* _Task requirements_
Print all the data below exactly, without images.

* _Input_
----------

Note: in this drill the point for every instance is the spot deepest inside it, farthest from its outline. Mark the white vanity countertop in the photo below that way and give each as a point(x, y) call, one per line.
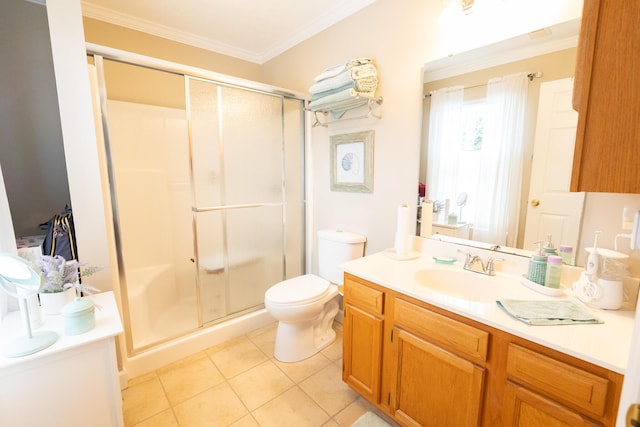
point(108, 325)
point(605, 344)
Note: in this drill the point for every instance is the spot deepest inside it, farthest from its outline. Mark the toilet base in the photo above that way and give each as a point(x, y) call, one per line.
point(301, 340)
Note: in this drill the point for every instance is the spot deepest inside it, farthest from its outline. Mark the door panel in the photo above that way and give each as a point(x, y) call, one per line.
point(552, 209)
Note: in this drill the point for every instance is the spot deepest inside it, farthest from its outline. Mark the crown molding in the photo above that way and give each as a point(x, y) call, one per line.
point(318, 25)
point(321, 23)
point(123, 20)
point(511, 50)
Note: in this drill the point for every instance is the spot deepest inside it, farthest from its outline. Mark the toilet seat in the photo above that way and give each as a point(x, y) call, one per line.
point(299, 290)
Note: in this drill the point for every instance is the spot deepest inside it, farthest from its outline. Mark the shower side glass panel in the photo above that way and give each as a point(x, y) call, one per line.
point(239, 195)
point(149, 162)
point(294, 161)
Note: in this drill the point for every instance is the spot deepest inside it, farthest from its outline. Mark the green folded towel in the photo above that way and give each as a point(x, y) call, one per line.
point(548, 312)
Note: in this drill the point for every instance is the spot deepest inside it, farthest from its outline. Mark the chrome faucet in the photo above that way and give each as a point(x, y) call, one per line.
point(473, 260)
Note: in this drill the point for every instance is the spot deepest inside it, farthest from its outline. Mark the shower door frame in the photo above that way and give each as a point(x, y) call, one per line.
point(99, 54)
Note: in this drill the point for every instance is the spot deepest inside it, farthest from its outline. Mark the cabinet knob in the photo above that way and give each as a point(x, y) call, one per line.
point(633, 415)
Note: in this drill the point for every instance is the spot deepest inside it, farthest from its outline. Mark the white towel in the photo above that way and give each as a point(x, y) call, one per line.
point(337, 69)
point(363, 78)
point(341, 100)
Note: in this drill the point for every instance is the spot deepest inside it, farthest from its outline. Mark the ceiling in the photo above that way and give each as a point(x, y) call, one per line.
point(251, 30)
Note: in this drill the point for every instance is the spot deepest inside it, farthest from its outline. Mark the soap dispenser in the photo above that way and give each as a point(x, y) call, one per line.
point(538, 266)
point(549, 249)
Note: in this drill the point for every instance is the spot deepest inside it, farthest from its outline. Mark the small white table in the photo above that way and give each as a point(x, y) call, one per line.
point(74, 382)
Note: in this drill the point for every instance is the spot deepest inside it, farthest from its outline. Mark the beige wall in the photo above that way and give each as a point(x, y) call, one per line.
point(117, 37)
point(401, 37)
point(395, 35)
point(553, 66)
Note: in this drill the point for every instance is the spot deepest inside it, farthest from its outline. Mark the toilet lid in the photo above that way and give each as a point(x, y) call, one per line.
point(301, 289)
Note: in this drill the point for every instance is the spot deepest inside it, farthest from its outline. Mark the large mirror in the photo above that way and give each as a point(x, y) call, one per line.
point(459, 207)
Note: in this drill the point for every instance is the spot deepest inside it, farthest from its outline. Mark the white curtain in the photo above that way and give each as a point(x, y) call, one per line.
point(501, 170)
point(444, 141)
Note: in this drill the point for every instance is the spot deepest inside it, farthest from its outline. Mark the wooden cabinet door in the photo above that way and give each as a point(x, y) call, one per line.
point(362, 352)
point(434, 387)
point(525, 408)
point(607, 98)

----------

* _Exercise response_
Note: in this drill the point for every instance is the spot deepest inside it, farthest from its outline. Mark the white vanity countertop in the photo below that way and give each as a point(x, y) call, one per line.
point(108, 325)
point(605, 344)
Note: in this drill the point for every instance is the spot deepest inside it, farthest from its outline. Mark the toilet base in the photo above that way and give each as a point(x, y) call, one per line.
point(301, 340)
Note: in this drill the point for every instance is the spot deepest inside it, farthest from its outline. Mark the door panel in the photo above that way and give each as a point(x, y) call, one per line.
point(552, 209)
Note: in this drill the point for every instance is the spot deepest inside it, farthest from its outline. Mark the crown molding in the photo above that way and give each as a point(x, y) call, one per line.
point(318, 25)
point(321, 23)
point(123, 20)
point(511, 50)
Note: in this drill the point for every instance is the spot deepest inside it, farthest from its outline. Mark the toilet seat in the photo above that way and give each as a point(x, y) call, one per line.
point(299, 290)
Note: in this drill the point for every instance is the spot deepest inside it, farthest from its outline. Mark the shower side glass panel in the photo above that way and give each as a point(x, y) call, one per line.
point(239, 195)
point(149, 162)
point(294, 161)
Note: in this drill the point for every instance is the spot deepest inside it, farthest from its outline. Mark the green folded towel in the photo above that way and give each as a point(x, y) call, one per line.
point(548, 312)
Note: in this drill the point for every instance is the spot deepest inside it, farthest from its outline. Mark the chrome faucet in the photo above that way and give each as a point(x, y) call, one per line.
point(473, 260)
Note: in this drill the point for every instance is the spot deepest inside it, farthest from its outline. Mark the shower door frame in the photo above that way and give each as a point(x, y) call, one per line.
point(99, 54)
Note: in this drill the point for every instance is the spot deepest inside it, farthest from its outline. Mark the cabinet knob in the photo above that way and give each as a point(x, y) call, one per line.
point(633, 415)
Note: in this drill the point for every instance is the spot deepest inside it, farthest from its outline. Mark the white towel in the photo above that way and give each as a point(x, y) call, one per line.
point(337, 69)
point(363, 78)
point(341, 100)
Note: in this drill the point for every instance is the spot deepest inside it, farthest from its outline. Mark the ceiling in the photo above that way and give each as a point(x, y) call, one per line.
point(251, 30)
Note: in this drill the point for every instance is the spot deepest inside it, farthest from its outline. Mark the soap dispenser in the photo above that way and give each as a point(x, y) call, one per line.
point(538, 266)
point(549, 249)
Note: in this drill the point for every instance is the spot deepest inside it, farthest from its outline. Mark the small white table in the photo above that way and give each as a point(x, y) call, one per line.
point(74, 382)
Note: in this drill the point for every instance is the spot deepest inside it, farthest from its outline. Mark the beige wall in the photo above that way and give each as a point(x, y) call, one per line.
point(117, 37)
point(401, 37)
point(395, 35)
point(553, 66)
Note: in this drill the point for every instance is the spot deepest inside it, farthest from its outline. Mark the toilet lid in the photo above that way and give each as a point(x, y) call, one per line.
point(301, 289)
Note: in this drill the point for every instance is the spot deepest inside it, farthest from its outline. Mark the large mirror in the photo above that way and give each as a point(x, y) call, one per line.
point(459, 207)
Note: in this drill the point for every instance is the spot deepest inside it, farthest from its outline. Mark the white curtain in the photo above that way and give each as a point(x, y) call, one per line.
point(501, 170)
point(444, 141)
Note: in this drill the point for every instance is the spot deepest inside it, farthest from its outline. Mark the wooden cabinet door in the photo above that way and give each as a point(x, y) call, one per line.
point(362, 352)
point(434, 387)
point(525, 408)
point(607, 98)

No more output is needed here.